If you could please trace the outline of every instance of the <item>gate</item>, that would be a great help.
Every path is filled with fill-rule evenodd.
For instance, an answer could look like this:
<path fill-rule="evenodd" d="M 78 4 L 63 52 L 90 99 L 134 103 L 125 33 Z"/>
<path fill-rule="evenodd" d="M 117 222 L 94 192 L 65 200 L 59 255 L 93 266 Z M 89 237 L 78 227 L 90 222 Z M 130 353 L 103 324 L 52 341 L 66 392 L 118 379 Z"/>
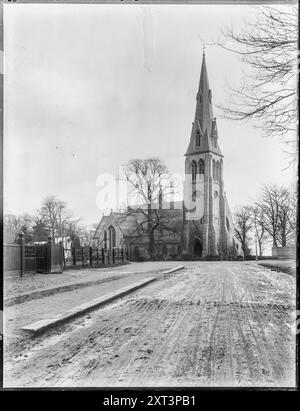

⁂

Arrange every line of the listing above as a numbered list, skipping blank lines and leaving the picture out.

### [FULL OUTPUT]
1. If you could please trace the outline of every instance of the <item>gate</item>, that would be a great help.
2. Every path is filled with fill-rule evenodd.
3. For instance, an answer could look like this:
4. <path fill-rule="evenodd" d="M 78 4 L 63 52 L 90 99 L 134 103 L 125 33 Z"/>
5. <path fill-rule="evenodd" d="M 117 222 L 94 192 L 65 200 L 59 255 L 93 266 Z M 89 237 L 78 227 L 90 222 Z M 130 353 L 103 324 L 52 341 L 66 392 L 118 379 Z"/>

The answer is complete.